━━ Dataset content ━━

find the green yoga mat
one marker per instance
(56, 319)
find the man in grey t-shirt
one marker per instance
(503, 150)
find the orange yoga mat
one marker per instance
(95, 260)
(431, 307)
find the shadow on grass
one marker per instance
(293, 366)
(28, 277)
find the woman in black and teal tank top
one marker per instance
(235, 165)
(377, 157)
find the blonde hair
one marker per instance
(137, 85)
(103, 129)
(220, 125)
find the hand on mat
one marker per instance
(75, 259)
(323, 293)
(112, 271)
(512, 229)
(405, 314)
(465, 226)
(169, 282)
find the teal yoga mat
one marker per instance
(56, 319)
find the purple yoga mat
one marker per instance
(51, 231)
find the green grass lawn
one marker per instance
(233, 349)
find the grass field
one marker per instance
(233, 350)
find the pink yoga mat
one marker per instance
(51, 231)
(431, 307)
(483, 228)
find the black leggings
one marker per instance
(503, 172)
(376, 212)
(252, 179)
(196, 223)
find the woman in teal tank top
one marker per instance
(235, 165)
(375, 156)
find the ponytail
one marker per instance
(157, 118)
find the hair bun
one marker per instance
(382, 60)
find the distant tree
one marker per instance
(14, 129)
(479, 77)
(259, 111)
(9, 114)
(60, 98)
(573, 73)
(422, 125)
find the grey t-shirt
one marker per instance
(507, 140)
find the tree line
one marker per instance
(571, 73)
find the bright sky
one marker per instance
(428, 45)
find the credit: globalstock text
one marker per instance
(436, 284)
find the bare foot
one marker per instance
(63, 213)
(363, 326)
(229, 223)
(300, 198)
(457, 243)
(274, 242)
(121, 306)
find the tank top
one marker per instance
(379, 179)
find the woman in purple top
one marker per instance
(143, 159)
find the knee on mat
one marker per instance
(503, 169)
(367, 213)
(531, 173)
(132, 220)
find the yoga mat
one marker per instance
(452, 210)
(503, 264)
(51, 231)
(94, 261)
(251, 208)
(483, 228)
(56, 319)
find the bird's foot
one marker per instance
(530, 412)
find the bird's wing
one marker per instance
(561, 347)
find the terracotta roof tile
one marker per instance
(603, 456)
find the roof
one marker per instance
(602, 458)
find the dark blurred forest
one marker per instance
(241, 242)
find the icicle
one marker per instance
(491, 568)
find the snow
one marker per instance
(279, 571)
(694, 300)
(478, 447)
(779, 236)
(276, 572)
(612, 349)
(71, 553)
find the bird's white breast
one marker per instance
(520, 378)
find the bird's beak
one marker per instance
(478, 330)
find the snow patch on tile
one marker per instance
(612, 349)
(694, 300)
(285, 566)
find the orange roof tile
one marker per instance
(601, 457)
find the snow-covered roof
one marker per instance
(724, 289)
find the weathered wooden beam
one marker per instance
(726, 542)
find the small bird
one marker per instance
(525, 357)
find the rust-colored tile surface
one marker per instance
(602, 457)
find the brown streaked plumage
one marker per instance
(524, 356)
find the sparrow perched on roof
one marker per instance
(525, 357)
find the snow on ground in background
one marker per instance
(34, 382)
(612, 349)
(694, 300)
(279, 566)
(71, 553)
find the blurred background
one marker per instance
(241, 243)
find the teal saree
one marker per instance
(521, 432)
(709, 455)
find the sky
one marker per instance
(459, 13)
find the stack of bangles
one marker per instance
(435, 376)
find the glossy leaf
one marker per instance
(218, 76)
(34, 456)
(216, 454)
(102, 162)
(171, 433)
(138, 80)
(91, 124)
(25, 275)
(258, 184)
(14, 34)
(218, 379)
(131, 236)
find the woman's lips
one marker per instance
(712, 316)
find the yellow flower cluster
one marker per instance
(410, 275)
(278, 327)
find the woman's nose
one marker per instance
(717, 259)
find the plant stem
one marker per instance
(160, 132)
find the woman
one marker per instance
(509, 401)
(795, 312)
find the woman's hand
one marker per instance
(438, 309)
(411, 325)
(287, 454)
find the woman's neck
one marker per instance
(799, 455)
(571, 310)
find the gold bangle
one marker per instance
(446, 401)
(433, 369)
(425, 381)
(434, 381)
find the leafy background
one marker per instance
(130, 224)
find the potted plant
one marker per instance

━━━

Output exactly the lines above, from the one holding "find the glossy leaf" through the end of the data, including the first and last.

Expected answer:
find the glossy leaf
one marker per instance
(218, 76)
(34, 456)
(216, 454)
(102, 162)
(171, 433)
(138, 80)
(91, 124)
(25, 275)
(258, 184)
(14, 34)
(218, 379)
(131, 236)
find the woman's lips
one marker per instance
(712, 316)
find the yellow flower cluster
one marker per instance
(410, 275)
(278, 327)
find the woman's nose
one marker per instance
(717, 259)
find the plant stem
one marker per instance
(160, 132)
find the woman
one marker per instance
(509, 401)
(795, 312)
find the woman's hand
one marker per instance
(438, 309)
(411, 325)
(287, 454)
find the woman's neck
one marker per instance
(799, 455)
(571, 310)
find the gold bangle
one marker per instance
(446, 401)
(433, 369)
(425, 381)
(434, 381)
find the leafy background
one marker per instance
(130, 224)
find the potted plant
one marker per instance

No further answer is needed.